**ENTRIES SUPPLIED:**
# # # #

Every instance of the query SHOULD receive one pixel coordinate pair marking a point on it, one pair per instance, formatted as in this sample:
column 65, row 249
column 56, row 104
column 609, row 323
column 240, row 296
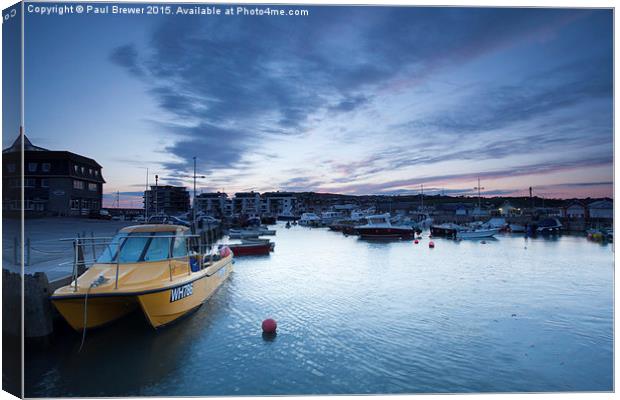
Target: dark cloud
column 232, row 84
column 350, row 103
column 524, row 170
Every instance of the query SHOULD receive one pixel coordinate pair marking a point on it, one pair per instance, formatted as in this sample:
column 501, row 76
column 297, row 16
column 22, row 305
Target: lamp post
column 156, row 187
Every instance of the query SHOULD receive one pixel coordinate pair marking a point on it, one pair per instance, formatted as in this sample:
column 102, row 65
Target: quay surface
column 510, row 315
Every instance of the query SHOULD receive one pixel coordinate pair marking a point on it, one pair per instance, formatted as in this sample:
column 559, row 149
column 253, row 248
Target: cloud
column 228, row 93
column 127, row 56
column 524, row 170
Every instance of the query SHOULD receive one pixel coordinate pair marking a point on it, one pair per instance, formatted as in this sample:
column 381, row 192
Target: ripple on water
column 365, row 317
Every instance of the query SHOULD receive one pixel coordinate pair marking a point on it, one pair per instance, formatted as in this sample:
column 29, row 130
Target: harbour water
column 358, row 317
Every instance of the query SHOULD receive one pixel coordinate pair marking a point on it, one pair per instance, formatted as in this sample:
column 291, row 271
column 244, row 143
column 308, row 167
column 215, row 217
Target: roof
column 28, row 146
column 602, row 204
column 147, row 228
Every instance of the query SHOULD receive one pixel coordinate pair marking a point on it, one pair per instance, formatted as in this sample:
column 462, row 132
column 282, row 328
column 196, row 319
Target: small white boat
column 476, row 233
column 329, row 217
column 250, row 233
column 310, row 219
column 516, row 228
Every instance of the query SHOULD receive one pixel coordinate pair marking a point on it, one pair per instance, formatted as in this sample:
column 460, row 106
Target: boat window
column 132, row 249
column 179, row 247
column 109, row 253
column 159, row 248
column 137, row 247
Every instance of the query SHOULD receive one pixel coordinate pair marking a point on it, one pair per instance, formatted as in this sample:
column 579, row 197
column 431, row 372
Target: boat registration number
column 181, row 292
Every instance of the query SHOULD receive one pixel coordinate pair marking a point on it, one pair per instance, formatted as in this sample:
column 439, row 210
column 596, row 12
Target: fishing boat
column 310, row 219
column 476, row 233
column 445, row 230
column 250, row 233
column 549, row 226
column 252, row 247
column 158, row 269
column 329, row 217
column 517, row 228
column 380, row 227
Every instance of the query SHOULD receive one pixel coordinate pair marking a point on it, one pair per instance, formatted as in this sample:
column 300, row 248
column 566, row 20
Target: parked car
column 99, row 214
column 178, row 221
column 159, row 219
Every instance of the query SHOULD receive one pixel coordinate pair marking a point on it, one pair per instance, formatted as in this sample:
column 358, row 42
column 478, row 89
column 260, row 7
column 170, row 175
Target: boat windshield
column 143, row 246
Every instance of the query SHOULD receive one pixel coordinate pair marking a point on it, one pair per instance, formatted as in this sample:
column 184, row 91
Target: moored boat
column 380, row 227
column 158, row 269
column 310, row 219
column 445, row 230
column 252, row 247
column 477, row 233
column 250, row 233
column 516, row 228
column 549, row 226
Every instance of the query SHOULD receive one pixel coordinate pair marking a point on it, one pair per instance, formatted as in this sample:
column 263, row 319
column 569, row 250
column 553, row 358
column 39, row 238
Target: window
column 137, row 247
column 158, row 249
column 179, row 248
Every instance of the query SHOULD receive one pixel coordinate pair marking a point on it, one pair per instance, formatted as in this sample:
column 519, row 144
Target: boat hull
column 385, row 233
column 440, row 231
column 250, row 250
column 100, row 310
column 164, row 307
column 160, row 305
column 476, row 234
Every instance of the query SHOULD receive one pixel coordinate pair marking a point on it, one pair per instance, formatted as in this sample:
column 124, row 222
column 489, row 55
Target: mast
column 146, row 196
column 479, row 188
column 421, row 197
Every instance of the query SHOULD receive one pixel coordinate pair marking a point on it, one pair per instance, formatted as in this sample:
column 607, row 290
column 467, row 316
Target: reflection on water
column 513, row 314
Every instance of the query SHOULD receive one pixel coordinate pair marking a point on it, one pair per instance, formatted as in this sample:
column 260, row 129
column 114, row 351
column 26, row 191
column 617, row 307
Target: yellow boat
column 157, row 268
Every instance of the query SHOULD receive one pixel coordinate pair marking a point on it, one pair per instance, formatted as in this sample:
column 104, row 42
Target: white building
column 214, row 204
column 247, row 203
column 601, row 209
column 576, row 210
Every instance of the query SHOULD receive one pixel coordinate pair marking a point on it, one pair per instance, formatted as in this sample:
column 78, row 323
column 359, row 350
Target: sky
column 354, row 100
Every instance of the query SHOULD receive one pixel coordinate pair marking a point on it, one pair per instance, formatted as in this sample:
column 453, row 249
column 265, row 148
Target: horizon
column 351, row 100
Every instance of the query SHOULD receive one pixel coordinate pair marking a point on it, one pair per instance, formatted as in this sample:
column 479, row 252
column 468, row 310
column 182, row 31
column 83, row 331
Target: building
column 166, row 199
column 603, row 209
column 246, row 203
column 214, row 204
column 575, row 210
column 508, row 210
column 283, row 204
column 58, row 183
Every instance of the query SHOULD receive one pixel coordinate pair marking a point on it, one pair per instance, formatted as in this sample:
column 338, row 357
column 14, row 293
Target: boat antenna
column 479, row 188
column 146, row 196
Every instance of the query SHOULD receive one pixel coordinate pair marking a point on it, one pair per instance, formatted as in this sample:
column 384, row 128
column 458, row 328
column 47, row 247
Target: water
column 356, row 317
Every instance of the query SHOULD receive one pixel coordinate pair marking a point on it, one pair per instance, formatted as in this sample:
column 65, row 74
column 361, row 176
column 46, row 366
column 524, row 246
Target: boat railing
column 83, row 245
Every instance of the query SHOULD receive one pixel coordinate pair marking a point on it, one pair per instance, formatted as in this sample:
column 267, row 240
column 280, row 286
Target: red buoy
column 269, row 326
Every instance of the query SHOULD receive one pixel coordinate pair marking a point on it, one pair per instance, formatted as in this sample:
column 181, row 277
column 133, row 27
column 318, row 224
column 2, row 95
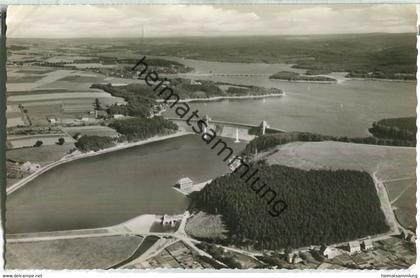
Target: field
column 42, row 155
column 395, row 166
column 30, row 140
column 91, row 130
column 84, row 253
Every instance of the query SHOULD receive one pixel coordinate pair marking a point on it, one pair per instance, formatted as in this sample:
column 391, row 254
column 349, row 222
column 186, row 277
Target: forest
column 395, row 128
column 143, row 128
column 324, row 207
column 293, row 76
column 270, row 140
column 94, row 143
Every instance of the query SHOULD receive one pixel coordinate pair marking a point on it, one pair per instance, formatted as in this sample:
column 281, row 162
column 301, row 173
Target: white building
column 354, row 247
column 118, row 116
column 193, row 82
column 234, row 163
column 184, row 183
column 171, row 219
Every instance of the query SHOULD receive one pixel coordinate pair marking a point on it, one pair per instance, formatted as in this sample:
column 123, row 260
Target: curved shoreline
column 72, row 157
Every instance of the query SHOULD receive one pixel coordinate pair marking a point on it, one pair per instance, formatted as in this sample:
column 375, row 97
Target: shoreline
column 219, row 98
column 305, row 81
column 380, row 79
column 72, row 157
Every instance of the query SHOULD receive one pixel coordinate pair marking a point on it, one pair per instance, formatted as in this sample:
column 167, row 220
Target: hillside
column 316, row 200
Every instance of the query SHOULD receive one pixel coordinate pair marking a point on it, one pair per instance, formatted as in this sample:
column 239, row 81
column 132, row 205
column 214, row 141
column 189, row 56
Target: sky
column 206, row 20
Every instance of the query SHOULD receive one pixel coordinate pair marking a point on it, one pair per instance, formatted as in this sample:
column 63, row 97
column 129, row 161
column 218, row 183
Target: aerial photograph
column 212, row 137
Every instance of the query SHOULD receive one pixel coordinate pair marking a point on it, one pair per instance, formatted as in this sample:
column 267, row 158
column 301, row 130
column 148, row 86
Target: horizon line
column 216, row 36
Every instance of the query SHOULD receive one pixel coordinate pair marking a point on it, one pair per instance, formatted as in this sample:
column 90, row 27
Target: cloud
column 205, row 20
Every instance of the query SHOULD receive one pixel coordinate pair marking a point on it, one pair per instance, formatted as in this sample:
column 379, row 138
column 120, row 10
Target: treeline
column 268, row 141
column 140, row 99
column 294, row 76
column 382, row 75
column 143, row 128
column 323, row 207
column 94, row 143
column 252, row 91
column 395, row 128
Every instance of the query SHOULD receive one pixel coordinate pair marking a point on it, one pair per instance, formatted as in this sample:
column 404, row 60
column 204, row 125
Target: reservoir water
column 111, row 188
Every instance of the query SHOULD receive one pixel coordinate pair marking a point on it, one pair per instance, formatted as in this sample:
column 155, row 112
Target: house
column 29, row 167
column 171, row 219
column 354, row 247
column 330, row 252
column 367, row 244
column 184, row 183
column 52, row 120
column 234, row 163
column 100, row 114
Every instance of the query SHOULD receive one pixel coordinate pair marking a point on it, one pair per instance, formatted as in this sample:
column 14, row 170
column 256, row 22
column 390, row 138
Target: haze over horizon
column 206, row 20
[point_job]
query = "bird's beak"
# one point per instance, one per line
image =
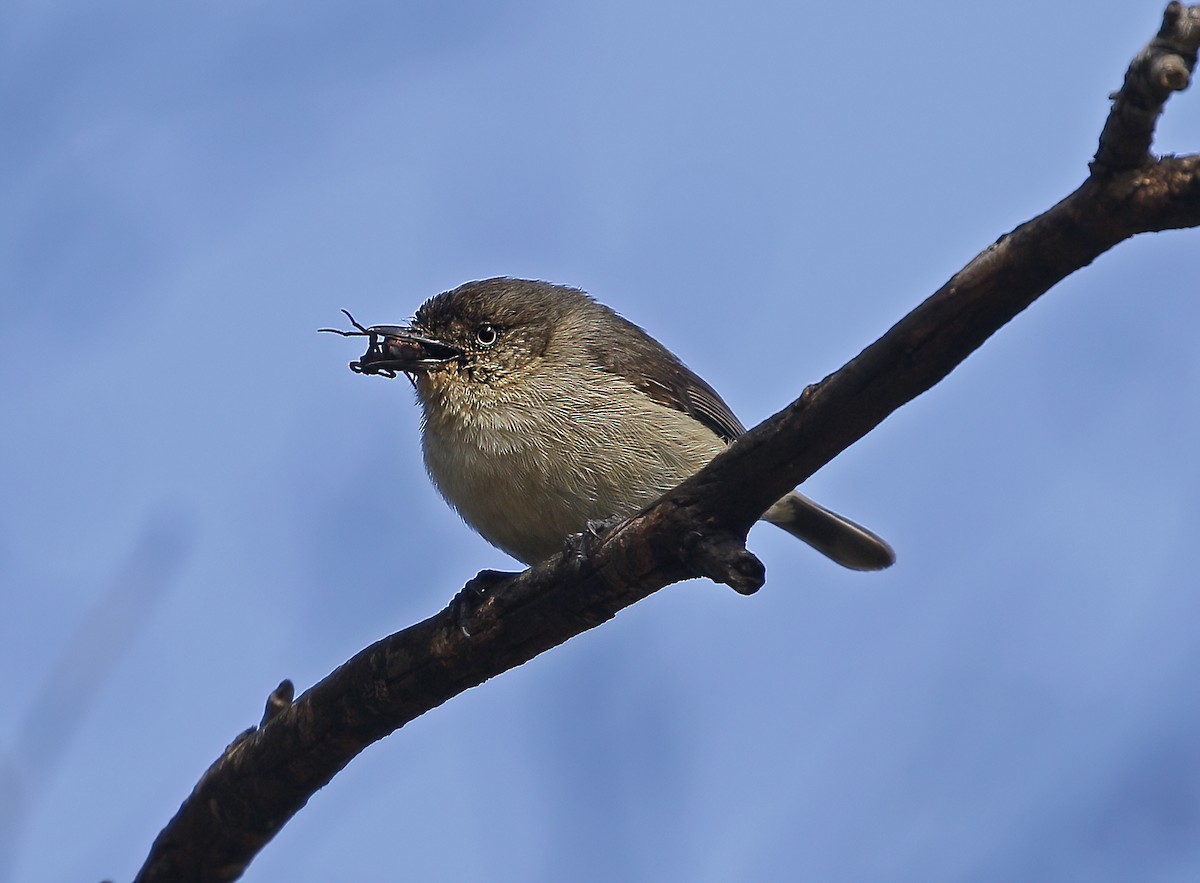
(394, 349)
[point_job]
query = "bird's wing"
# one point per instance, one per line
(657, 372)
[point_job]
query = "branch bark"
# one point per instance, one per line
(700, 528)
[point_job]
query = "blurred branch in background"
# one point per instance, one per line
(89, 656)
(700, 528)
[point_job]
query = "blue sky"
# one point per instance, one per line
(190, 191)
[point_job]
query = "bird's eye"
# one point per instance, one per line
(486, 335)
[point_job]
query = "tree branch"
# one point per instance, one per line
(700, 528)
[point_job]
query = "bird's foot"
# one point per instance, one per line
(469, 598)
(583, 544)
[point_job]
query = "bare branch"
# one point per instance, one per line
(700, 528)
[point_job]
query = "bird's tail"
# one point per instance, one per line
(840, 539)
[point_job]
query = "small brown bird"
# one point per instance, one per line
(546, 410)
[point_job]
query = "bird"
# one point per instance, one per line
(545, 412)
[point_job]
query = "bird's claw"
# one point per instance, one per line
(469, 598)
(581, 545)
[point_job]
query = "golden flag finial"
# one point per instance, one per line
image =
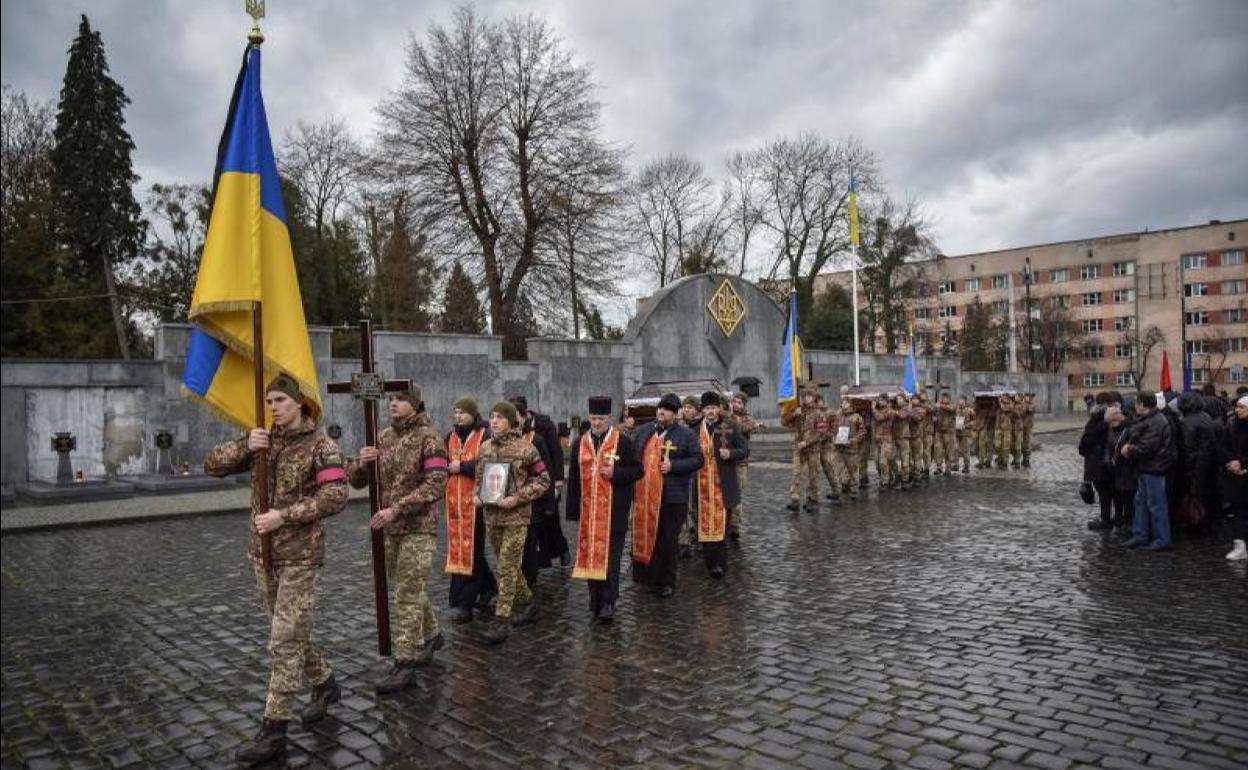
(256, 10)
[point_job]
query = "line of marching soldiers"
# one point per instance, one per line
(496, 481)
(909, 437)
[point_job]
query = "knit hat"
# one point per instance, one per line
(669, 402)
(508, 411)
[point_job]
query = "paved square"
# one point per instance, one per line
(970, 623)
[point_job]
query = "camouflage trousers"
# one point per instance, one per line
(805, 472)
(835, 469)
(508, 544)
(886, 462)
(290, 600)
(736, 514)
(408, 560)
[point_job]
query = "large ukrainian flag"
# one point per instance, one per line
(790, 360)
(246, 260)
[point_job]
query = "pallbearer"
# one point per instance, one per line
(669, 456)
(472, 582)
(715, 488)
(604, 467)
(306, 484)
(412, 467)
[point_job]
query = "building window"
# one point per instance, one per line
(1194, 261)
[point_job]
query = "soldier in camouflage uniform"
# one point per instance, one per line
(882, 417)
(412, 466)
(946, 436)
(1004, 437)
(1028, 423)
(969, 432)
(306, 484)
(507, 523)
(806, 449)
(904, 461)
(854, 427)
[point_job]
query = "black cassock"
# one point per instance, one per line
(627, 473)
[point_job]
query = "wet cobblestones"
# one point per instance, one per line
(970, 623)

# # # #

**AIM:** Edit the material from the very beginning through the line containing "column 510, row 315", changing "lamp post" to "street lamp" and leaving everything else unchanged. Leave the pictures out of your answer.

**SOLUTION:**
Every instance of the query SHOULD receive one pixel coordinate pair marking a point on it, one pair per instance, formatted as in this sample:
column 65, row 249
column 56, row 104
column 609, row 323
column 240, row 296
Target: dark cloud
column 232, row 84
column 350, row 103
column 524, row 170
Every instance of the query SHOULD receive one pixel coordinate pair marking a point on it, one pair per instance, formatted as in this sample:
column 501, row 76
column 297, row 16
column 22, row 305
Target: street lamp
column 156, row 187
Every instance of the query SHOULD receive one pixel coordinate pair marking a point on it, one pair per instance, formatted as in this sample:
column 102, row 65
Target: quay surface
column 510, row 315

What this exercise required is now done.